= Location labeling records =
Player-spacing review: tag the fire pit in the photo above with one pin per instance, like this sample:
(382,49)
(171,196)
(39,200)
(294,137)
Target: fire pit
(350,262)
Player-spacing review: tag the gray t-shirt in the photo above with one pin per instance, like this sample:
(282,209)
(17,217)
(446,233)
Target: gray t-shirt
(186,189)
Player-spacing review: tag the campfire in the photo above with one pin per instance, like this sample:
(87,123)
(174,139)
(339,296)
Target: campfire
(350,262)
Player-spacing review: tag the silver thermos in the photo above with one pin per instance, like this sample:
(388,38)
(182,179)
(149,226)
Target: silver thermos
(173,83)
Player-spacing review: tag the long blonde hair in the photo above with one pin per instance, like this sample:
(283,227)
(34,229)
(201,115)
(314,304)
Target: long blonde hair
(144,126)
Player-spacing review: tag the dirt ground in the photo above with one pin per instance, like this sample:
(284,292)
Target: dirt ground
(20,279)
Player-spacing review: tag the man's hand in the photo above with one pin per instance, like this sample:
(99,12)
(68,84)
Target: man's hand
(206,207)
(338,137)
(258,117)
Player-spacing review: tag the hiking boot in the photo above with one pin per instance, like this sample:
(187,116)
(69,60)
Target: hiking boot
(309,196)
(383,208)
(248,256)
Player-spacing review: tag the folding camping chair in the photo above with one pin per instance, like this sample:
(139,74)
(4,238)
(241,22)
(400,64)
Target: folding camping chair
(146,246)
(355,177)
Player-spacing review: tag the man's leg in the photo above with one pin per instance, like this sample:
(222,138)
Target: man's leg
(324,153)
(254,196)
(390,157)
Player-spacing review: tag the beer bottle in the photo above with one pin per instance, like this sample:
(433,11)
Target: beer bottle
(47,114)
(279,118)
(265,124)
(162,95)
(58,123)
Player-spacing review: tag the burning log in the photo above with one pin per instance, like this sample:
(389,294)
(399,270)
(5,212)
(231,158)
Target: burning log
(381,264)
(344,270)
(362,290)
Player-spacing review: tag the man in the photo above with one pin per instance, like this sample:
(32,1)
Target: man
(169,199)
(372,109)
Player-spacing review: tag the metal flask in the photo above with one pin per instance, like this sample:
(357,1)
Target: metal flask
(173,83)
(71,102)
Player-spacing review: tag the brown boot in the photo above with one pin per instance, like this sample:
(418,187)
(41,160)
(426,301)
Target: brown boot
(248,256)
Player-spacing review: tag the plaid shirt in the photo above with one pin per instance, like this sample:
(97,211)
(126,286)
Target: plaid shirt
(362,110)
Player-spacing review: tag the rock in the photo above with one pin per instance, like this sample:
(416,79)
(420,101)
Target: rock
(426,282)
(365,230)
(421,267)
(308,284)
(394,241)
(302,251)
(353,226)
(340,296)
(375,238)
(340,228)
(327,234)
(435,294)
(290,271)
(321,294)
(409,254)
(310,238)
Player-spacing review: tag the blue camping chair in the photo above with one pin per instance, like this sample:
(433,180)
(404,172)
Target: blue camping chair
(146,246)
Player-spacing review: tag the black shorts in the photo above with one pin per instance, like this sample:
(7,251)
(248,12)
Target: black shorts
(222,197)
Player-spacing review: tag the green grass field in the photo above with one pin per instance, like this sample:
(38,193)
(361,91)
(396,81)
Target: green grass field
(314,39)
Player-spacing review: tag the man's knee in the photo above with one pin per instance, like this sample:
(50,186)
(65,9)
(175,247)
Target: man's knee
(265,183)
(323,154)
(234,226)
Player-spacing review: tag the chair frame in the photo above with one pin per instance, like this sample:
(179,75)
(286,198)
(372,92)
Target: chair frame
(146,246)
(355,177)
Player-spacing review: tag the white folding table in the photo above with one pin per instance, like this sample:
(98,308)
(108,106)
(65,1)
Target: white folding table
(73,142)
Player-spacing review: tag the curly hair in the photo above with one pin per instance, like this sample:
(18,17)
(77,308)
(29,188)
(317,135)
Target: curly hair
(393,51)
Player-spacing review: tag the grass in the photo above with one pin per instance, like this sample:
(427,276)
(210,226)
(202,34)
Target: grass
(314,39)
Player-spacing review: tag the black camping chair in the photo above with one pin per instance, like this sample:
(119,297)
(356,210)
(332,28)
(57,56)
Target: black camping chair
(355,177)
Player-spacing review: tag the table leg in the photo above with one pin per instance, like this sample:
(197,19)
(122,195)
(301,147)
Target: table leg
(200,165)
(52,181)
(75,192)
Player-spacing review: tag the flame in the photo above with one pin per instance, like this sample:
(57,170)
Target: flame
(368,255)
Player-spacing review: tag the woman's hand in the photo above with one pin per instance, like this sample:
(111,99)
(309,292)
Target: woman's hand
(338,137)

= REQUIREMENTS =
Copy every one of the records above word for word.

= RESULT OF THE EXERCISE =
Player-spacing review: tag the fire pit in the photo above with one pin per instance, like this sample:
(382,49)
(171,196)
(39,200)
(294,137)
Target: fire pit
(350,262)
Player-spacing review: tag the gray t-shirt in the photo above with one pin per instance, like this sample:
(282,209)
(17,217)
(446,233)
Target: gray t-shirt
(186,189)
Player-spacing review: tag the campfire in the photo above with one pin per instance, like this sample:
(87,123)
(174,139)
(339,296)
Target: campfire
(350,262)
Player-spacing review: tag the silver thermos in the photo above with one pin per instance, like this sample:
(388,38)
(182,179)
(149,226)
Target: silver thermos
(173,83)
Player-spacing review: tag the long blonde hair in the photo above with one pin per instance, like this sample:
(283,227)
(34,229)
(201,115)
(314,304)
Target: long blonde hair
(144,126)
Player-spacing review: tag the dirt ground in the photo above with one pin per instance, like this sample:
(284,292)
Target: dirt ground
(20,279)
Player-spacing review: tag the man's hand in the photo above with one pin per instance, like this sample:
(99,12)
(68,84)
Target: man's hand
(206,207)
(338,137)
(258,117)
Player-spacing review: tag the hiking boot in the photo above with one pin per instance, like this sample:
(187,116)
(69,60)
Target: hiking boot
(309,196)
(383,208)
(248,256)
Player-spacing review: tag the folding camping chair in the photo above with one pin per instance, like this sample:
(139,74)
(4,238)
(241,22)
(400,64)
Target: folding camping chair
(146,246)
(355,177)
Player-spacing review: tag the man's leg in the photo above with one pin per instance, like this sample:
(222,138)
Target: man's leg
(324,153)
(254,196)
(390,157)
Player-spacing review: tag the beer bottle in the photo above with one pin per instance, like this sample:
(433,11)
Target: beer bottle
(47,114)
(279,118)
(265,124)
(162,95)
(58,123)
Player-spacing review: tag the burning log in the photo above with one pin per instance, like this sample:
(389,294)
(399,270)
(5,212)
(231,158)
Target: burning log
(381,264)
(344,270)
(362,290)
Player-spacing review: tag the man in the photo above with one pin per instance, like this sample:
(32,1)
Target: man
(169,199)
(372,109)
Player-spacing review: tag the metal flask in the photo above with one pin per instance, like this sample:
(357,1)
Target: metal flask
(173,83)
(71,102)
Player-spacing review: tag the brown boot in the photo above with one pin per instance, like this sample:
(418,187)
(41,160)
(426,301)
Target: brown boot
(248,256)
Player-spacing review: tag the plaid shirt in the photo above with one pin per instance, like this sample:
(97,211)
(126,286)
Target: plaid shirt
(362,110)
Player-spacing review: tag the rock in the photo above with one pin per instance, like this sample:
(416,79)
(420,101)
Target: rock
(426,282)
(365,230)
(421,267)
(308,284)
(394,241)
(302,251)
(353,226)
(340,296)
(375,238)
(340,228)
(327,234)
(435,294)
(290,271)
(321,294)
(409,254)
(310,238)
Player-spacing review: tag the blue camping chair in the photo above with one pin per instance, like this sample:
(433,180)
(404,172)
Target: blue camping chair
(146,246)
Player-spacing review: tag the black shorts in the photo above with one pin per instance, like this sample:
(7,251)
(248,12)
Target: black shorts
(222,197)
Player-spacing review: tag the green grass field in the photo above with one pin per instance, like this sample:
(38,193)
(361,91)
(396,81)
Target: green grass field
(314,39)
Player-spacing review: tag the man's knee in the photo above with one pin per instance, like this sample:
(50,186)
(65,9)
(175,247)
Target: man's knee
(265,183)
(323,154)
(234,226)
Player-spacing review: tag the chair frame in the photo above with one pin per instance, like this sample:
(179,75)
(286,198)
(372,92)
Target: chair frame
(146,246)
(355,177)
Player-spacing review: tag the white folding table in the photo above with one pin per instance, like this sample:
(98,308)
(108,106)
(65,1)
Target: white folding table
(73,142)
Player-spacing review: tag the curly hair in the photo above with one pin per instance, like this sample:
(18,17)
(77,308)
(29,188)
(317,135)
Target: curly hair
(393,51)
Player-spacing review: tag the grass in the photo above with one pin per instance, like this sample:
(427,276)
(210,226)
(202,34)
Target: grass
(314,39)
Player-spacing review: tag the black camping chair in the photo above with one pin per instance, like this sample:
(119,297)
(356,210)
(332,28)
(57,56)
Target: black camping chair
(355,177)
Player-spacing review: tag the table leg in the photo above with one pin per instance, like this sample:
(197,19)
(122,195)
(301,147)
Target: table leg
(200,165)
(52,181)
(75,192)
Player-spacing review: tag the flame in the photo above with one pin per instance, like this sample:
(57,170)
Target: flame
(368,255)
Player-spacing review: tag the woman's hand in the photo above with one pin per instance, like this sample:
(111,99)
(309,292)
Target: woman's hand
(338,137)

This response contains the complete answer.